● Provided text:
· · · · ·

LOWELL — Every night before going to bed, Gail Nagle, 64, checks on her boyfriend, Armand Viollete, 74, to make sure he is comfortable. Last Thursday, she was horrified with what she found: dozens of cockroaches scurrying over the bed.
“I told him to get up and get out of the bed. There were roaches everywhere,” Nagle said yesterday. “He lifted the mattress, and there were more.”
Viollete is blind and suffers from bladder cancer, chronic back pain and a heart aliment. Nagle is also legally blind and undergoes dialysis treatments three times a week for kidney disease. But her failing vision can detect motion. The crawling swarm of insects were unmistakeable.
The couple have lived in the Lowell Housing Authority’s 399-unit Bishop Markham housing projects on Gorham Street for five years. They said they want an affordable, clean apartment.
“We are not here because we want to be,” Nagle said. “We are here because we have to be.”
Yeah that’s just what we need. More “roaches” in our low income housing. They don’t just become a burden for their neighbors; they become a burden for the entire city. It all starts with them playing their little roach music at all hours of the night, hanging on the stoop peddling their drugs (That’s not racism…that’s a fact). Then you’ve got the regular roach domestic disturbances to deal with. And just when you think you’ve gotten used to their antics, someone complains that their little roach schools aren’t good enough and then we’re busing their little roach children off to Belvidere and Highlands on our dime. It’s a story as old as time.

· · · · ·

● Task to complete: Rewrite the passage of the text about cockroaches in a Lowell housing project from "Viollete is blind" to "affordable, clean apartment.", putting "dialysis sessions" in place of "dialysis treatments".

· · · · ·

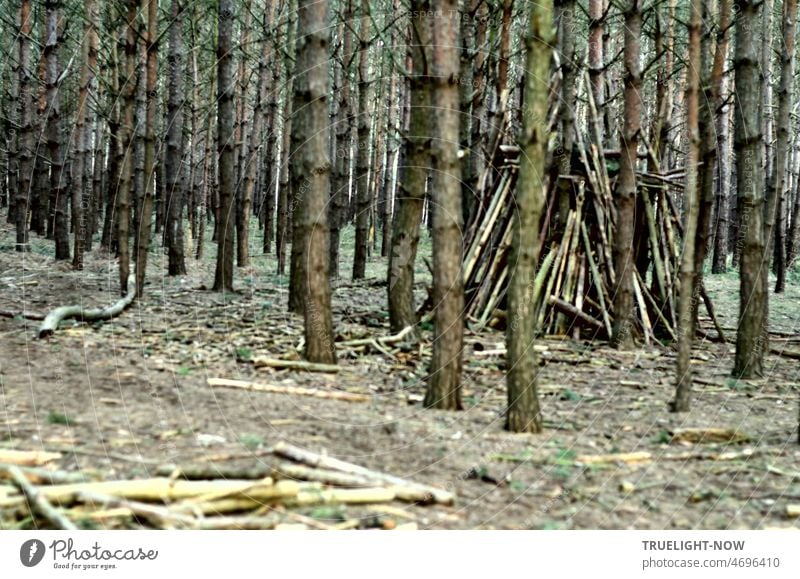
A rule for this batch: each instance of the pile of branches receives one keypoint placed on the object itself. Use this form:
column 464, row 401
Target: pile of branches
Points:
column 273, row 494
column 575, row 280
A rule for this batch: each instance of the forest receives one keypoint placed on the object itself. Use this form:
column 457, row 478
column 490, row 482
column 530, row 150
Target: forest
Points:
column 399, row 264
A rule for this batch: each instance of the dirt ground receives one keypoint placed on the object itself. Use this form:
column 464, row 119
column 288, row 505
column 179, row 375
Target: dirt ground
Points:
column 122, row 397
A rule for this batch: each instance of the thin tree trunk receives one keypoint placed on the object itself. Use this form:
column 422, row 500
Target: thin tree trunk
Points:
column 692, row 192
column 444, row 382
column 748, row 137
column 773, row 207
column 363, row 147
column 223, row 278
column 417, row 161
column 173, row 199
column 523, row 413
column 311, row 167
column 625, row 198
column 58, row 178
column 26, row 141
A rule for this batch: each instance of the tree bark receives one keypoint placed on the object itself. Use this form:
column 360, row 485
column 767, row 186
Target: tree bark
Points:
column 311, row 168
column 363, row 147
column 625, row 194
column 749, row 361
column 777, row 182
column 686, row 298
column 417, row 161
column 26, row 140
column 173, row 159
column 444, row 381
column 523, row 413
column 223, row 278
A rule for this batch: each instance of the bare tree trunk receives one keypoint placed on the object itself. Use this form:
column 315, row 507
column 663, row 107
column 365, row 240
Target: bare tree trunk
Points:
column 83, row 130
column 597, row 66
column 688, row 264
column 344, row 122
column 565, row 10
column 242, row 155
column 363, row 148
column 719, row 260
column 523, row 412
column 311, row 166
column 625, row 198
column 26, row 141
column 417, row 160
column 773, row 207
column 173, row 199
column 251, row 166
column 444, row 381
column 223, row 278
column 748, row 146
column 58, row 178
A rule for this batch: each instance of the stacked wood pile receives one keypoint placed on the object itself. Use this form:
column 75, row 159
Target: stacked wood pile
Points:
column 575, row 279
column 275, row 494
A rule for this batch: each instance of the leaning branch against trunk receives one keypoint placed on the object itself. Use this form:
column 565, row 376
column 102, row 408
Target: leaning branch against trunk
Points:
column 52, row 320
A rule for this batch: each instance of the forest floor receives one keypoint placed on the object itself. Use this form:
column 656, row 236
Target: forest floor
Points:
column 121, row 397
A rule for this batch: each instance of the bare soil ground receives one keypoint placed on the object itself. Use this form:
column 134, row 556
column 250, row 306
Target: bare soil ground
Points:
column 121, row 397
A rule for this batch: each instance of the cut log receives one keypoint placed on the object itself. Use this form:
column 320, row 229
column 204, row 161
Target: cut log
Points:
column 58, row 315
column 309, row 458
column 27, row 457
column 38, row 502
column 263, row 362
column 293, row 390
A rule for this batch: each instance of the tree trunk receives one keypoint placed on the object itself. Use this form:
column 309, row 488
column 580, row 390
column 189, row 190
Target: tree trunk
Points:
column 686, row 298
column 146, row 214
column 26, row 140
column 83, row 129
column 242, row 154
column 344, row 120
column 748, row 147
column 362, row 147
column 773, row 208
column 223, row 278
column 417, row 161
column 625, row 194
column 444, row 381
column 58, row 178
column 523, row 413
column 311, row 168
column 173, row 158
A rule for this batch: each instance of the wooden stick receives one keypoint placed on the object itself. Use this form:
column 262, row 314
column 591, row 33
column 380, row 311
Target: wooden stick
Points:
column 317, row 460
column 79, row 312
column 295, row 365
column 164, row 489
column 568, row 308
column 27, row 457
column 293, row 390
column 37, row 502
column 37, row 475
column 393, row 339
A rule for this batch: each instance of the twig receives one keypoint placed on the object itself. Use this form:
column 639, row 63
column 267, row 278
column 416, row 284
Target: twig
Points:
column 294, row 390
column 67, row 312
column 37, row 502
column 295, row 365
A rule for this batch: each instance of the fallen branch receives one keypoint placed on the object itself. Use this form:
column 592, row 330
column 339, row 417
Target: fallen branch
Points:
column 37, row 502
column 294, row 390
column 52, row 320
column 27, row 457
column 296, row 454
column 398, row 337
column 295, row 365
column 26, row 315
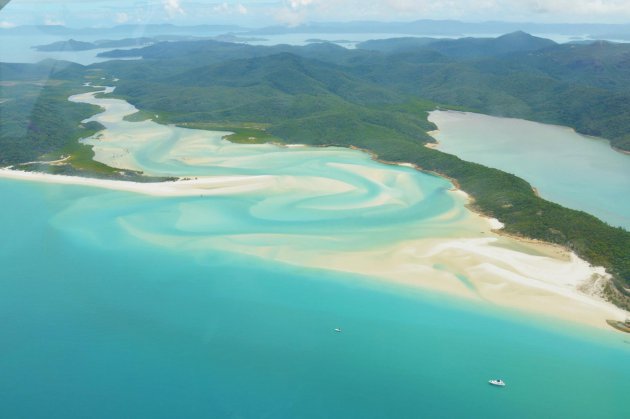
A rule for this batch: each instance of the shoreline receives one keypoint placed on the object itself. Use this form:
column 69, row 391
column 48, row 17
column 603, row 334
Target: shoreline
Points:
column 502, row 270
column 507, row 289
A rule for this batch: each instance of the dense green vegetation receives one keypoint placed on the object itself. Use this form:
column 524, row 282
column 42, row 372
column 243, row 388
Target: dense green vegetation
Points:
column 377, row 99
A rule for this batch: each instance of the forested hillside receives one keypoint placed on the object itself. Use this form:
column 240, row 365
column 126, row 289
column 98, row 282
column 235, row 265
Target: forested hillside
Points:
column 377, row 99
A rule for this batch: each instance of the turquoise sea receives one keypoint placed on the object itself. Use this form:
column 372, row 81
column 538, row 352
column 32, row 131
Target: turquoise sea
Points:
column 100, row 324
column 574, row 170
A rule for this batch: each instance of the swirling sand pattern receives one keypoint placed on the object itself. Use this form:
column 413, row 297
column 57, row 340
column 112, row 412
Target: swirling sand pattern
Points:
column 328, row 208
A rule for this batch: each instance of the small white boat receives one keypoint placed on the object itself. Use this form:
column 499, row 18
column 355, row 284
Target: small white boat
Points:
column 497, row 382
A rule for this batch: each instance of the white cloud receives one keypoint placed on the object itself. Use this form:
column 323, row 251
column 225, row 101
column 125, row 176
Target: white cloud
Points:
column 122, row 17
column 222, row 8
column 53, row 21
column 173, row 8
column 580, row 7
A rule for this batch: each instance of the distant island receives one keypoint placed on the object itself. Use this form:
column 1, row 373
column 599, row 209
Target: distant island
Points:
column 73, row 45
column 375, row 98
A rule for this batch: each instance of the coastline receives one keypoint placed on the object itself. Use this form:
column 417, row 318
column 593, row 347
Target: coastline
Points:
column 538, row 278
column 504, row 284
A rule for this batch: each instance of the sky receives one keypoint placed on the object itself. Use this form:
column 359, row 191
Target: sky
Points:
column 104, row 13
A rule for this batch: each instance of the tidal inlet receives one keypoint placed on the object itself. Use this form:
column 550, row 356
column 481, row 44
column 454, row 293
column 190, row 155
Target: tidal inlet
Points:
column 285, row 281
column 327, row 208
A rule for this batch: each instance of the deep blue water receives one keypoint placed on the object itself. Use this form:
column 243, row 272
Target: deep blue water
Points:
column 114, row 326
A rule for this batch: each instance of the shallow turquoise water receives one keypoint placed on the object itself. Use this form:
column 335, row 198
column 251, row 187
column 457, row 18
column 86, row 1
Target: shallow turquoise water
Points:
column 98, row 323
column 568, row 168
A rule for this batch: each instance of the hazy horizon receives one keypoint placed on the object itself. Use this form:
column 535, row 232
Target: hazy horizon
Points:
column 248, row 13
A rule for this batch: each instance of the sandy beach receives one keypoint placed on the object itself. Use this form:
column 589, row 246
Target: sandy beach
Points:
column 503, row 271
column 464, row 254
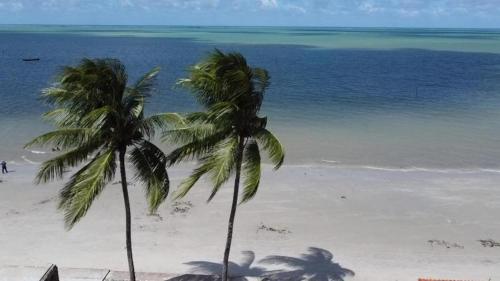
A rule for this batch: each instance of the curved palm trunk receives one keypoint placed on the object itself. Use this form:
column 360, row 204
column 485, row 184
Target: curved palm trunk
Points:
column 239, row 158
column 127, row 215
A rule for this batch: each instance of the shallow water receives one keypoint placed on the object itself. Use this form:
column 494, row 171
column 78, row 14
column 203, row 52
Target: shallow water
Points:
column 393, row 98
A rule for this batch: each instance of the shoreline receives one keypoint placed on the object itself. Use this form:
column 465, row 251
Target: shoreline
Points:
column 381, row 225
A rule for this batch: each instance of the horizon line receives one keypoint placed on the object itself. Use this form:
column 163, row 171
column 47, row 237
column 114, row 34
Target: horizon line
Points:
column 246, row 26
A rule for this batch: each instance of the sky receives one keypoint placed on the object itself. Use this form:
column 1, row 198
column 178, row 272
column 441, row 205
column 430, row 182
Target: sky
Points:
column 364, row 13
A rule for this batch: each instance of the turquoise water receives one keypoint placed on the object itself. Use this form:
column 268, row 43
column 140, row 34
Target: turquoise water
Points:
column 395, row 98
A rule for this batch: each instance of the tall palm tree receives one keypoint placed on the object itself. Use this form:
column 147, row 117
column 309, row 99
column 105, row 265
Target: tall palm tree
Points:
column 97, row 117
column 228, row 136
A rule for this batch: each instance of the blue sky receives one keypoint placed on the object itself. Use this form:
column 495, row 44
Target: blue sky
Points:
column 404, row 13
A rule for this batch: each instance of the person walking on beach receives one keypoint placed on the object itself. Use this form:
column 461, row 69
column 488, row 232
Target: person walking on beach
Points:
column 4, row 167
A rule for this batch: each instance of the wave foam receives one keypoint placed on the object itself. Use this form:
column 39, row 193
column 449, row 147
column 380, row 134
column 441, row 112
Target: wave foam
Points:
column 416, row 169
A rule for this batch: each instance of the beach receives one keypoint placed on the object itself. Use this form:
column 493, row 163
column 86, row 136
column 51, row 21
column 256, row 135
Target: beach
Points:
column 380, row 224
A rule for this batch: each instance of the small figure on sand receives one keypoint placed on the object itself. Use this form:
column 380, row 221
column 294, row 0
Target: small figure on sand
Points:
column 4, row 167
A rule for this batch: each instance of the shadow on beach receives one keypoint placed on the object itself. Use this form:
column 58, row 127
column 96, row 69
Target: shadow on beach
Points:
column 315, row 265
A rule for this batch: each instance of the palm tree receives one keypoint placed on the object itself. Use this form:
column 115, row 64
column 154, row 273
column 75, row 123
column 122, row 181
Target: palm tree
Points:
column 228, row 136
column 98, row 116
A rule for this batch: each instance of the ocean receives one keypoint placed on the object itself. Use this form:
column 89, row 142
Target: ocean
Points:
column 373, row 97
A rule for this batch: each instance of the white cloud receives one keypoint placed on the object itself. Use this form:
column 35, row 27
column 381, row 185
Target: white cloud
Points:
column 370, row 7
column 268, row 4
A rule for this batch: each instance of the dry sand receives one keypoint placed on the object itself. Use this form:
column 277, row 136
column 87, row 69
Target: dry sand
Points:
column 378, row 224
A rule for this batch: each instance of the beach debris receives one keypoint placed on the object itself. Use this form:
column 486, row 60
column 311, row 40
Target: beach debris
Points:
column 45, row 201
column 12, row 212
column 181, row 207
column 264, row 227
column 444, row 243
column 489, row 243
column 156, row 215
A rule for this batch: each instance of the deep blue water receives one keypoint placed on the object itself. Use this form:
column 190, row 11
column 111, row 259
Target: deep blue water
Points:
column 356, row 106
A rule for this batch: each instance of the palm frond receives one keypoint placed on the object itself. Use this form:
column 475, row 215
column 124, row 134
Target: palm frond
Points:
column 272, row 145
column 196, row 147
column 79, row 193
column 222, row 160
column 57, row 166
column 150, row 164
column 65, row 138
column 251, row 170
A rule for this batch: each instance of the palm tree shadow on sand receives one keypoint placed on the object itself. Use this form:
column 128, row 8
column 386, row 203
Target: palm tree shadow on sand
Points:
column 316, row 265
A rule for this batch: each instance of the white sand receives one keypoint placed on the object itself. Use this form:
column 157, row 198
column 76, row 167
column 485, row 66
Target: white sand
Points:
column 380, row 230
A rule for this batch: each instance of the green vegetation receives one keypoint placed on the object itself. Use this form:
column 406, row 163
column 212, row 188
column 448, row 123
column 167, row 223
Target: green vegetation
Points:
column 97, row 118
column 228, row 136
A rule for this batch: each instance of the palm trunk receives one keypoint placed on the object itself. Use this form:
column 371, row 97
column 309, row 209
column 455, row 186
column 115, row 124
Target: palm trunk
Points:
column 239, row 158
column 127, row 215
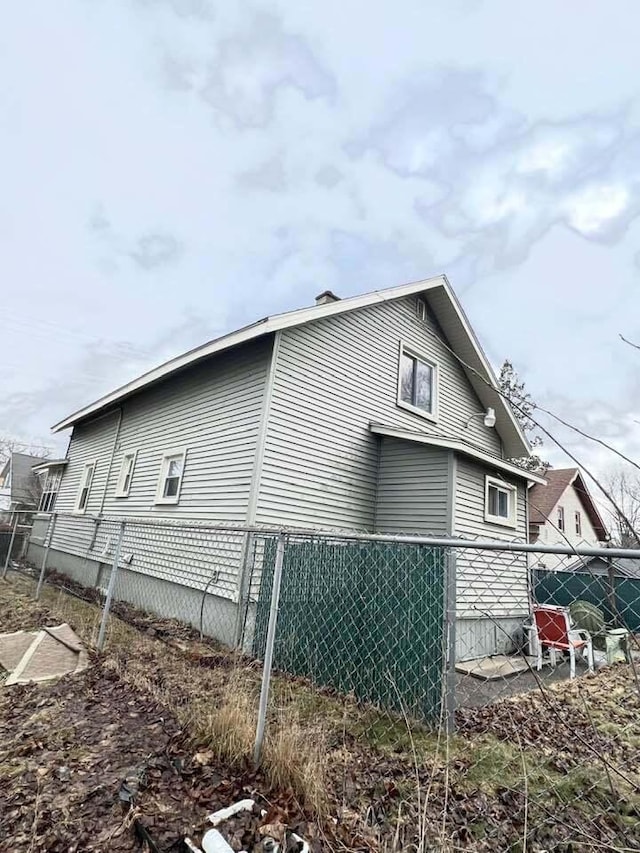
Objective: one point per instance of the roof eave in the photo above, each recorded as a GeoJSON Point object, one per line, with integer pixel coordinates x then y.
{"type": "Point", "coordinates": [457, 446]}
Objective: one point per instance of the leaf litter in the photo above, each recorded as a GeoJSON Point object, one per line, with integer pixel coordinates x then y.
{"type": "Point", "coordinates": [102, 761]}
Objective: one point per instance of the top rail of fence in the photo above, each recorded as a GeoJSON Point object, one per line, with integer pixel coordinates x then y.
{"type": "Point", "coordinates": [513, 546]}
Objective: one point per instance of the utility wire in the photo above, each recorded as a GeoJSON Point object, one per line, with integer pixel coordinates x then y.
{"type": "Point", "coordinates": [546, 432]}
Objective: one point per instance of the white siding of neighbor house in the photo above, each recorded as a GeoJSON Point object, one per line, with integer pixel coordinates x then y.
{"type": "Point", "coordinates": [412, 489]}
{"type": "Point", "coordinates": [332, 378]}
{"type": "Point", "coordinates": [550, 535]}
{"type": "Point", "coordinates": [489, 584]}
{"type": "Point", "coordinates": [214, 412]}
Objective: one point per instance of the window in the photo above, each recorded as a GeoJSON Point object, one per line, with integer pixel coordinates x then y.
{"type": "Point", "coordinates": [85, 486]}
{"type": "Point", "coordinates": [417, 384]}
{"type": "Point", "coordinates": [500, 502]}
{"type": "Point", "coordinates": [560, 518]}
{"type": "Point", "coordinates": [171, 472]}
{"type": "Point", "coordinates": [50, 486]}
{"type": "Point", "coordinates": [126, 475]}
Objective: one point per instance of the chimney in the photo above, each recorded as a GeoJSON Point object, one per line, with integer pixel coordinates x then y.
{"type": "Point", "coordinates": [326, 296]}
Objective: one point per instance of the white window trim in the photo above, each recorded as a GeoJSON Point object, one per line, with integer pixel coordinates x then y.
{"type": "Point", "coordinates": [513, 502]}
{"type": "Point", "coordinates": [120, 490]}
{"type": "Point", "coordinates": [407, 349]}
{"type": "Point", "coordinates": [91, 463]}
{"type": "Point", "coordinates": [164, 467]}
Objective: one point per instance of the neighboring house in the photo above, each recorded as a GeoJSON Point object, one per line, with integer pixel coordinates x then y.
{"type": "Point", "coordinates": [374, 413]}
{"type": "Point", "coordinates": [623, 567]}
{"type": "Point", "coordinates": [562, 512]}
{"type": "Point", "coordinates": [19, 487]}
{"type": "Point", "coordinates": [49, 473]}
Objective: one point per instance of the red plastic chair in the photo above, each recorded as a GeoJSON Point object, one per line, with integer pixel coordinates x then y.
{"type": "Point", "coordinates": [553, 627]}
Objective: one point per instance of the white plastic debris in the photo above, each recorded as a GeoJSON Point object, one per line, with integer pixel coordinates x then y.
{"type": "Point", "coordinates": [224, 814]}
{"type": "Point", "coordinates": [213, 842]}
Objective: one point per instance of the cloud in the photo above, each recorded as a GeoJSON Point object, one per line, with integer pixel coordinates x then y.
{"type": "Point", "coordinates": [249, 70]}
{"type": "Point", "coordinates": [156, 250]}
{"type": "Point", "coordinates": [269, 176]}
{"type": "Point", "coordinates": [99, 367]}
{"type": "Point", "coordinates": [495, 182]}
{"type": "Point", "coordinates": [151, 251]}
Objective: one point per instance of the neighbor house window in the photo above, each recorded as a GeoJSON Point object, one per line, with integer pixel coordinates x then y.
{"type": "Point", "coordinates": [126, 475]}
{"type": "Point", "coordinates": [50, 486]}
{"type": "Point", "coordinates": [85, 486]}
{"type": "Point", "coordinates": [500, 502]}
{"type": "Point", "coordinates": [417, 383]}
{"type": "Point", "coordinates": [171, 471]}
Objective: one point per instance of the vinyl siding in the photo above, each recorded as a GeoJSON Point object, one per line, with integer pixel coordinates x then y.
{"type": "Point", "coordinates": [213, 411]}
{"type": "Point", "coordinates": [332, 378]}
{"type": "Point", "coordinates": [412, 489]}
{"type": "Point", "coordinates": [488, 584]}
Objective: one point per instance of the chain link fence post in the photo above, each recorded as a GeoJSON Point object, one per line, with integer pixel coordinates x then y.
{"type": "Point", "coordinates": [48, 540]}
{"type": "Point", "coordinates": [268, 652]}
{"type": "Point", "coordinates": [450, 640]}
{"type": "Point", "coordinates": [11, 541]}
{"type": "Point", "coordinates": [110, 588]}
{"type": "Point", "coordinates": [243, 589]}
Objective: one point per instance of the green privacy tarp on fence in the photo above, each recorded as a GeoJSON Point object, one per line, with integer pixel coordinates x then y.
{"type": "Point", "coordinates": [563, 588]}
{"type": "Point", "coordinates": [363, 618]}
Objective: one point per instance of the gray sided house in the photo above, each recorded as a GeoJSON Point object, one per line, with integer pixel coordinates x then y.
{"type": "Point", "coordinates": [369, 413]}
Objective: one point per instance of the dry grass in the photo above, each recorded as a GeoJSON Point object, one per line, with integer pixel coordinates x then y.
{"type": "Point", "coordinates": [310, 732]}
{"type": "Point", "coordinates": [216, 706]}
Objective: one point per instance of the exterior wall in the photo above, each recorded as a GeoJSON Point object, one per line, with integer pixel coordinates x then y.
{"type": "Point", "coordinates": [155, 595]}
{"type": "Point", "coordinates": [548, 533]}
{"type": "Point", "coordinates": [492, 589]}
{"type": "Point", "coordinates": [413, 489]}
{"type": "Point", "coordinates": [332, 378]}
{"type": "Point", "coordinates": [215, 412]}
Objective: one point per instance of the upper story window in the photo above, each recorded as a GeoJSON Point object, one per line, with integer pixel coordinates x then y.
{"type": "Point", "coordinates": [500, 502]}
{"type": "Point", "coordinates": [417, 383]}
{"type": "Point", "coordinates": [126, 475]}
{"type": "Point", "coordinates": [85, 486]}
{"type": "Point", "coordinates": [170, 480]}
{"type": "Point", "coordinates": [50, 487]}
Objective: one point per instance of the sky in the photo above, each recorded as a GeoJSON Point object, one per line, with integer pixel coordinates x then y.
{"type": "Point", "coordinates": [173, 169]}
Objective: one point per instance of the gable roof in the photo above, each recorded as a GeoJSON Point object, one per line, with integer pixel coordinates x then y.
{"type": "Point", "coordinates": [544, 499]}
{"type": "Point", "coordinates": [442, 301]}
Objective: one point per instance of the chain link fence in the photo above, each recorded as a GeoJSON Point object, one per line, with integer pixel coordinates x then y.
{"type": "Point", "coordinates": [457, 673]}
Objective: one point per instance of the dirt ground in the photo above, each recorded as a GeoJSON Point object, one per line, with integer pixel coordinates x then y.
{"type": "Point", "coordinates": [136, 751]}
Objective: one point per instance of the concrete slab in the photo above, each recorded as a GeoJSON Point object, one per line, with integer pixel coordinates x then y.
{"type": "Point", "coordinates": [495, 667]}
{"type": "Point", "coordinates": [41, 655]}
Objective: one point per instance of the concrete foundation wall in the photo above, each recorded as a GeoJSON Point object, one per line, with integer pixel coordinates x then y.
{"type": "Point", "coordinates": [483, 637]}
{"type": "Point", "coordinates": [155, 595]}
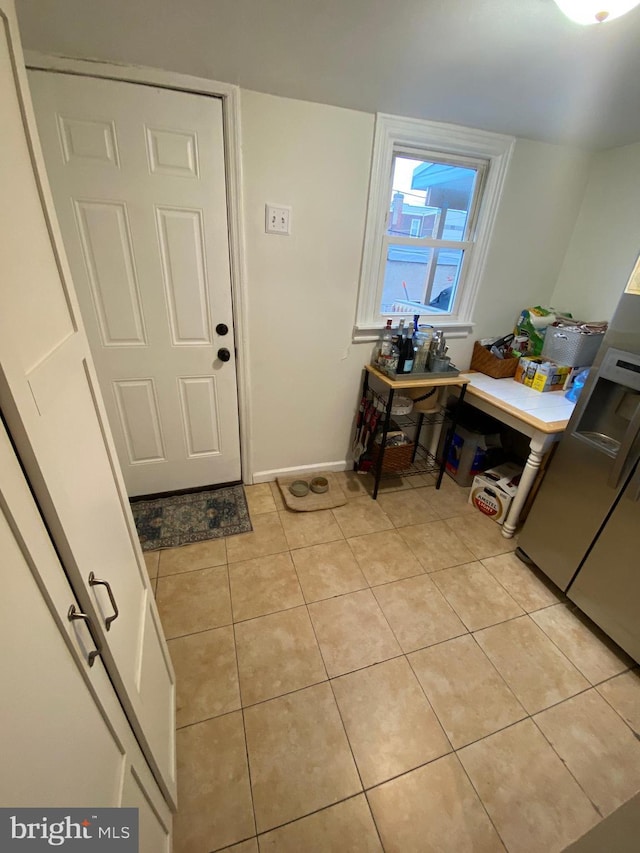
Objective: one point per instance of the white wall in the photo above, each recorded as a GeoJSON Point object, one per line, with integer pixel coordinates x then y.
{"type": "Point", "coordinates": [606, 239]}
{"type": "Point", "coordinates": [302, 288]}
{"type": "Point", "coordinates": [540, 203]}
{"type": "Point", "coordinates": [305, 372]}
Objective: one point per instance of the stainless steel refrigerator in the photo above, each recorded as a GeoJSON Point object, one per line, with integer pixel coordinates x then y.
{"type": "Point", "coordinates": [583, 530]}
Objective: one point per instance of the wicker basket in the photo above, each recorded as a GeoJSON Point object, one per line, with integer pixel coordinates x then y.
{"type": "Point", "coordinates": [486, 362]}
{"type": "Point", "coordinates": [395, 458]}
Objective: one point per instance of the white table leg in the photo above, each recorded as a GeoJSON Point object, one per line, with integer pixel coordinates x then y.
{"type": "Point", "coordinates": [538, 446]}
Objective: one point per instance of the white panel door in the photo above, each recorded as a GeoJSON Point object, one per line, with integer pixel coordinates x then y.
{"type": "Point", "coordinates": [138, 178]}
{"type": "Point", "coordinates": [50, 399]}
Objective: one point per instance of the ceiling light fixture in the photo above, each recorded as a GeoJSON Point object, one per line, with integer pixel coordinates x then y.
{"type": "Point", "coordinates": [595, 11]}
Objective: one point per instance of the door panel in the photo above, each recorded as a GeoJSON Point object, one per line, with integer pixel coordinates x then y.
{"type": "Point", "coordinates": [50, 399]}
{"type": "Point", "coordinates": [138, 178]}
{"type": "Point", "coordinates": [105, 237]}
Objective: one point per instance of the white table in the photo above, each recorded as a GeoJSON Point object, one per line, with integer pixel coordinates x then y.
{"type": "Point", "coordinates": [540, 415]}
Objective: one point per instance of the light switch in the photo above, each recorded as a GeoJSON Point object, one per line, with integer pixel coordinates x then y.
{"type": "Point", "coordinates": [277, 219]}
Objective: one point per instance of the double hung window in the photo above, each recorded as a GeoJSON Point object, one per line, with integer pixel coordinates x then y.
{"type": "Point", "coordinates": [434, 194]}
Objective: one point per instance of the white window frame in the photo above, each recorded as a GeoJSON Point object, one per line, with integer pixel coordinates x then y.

· · · · ·

● Answer space:
Viollete is blind and suffers from bladder cancer, chronic back pain and a heart aliment. Nagle is also legally blind and undergoes dialysis sessions three times a week for kidney disease. But her failing vision can detect motion. The crawling swarm of insects were unmistakeable.
The couple have lived in the Lowell Housing Authority’s 399-unit Bishop Markham housing projects on Gorham Street for five years. They said they want an affordable, clean apartment.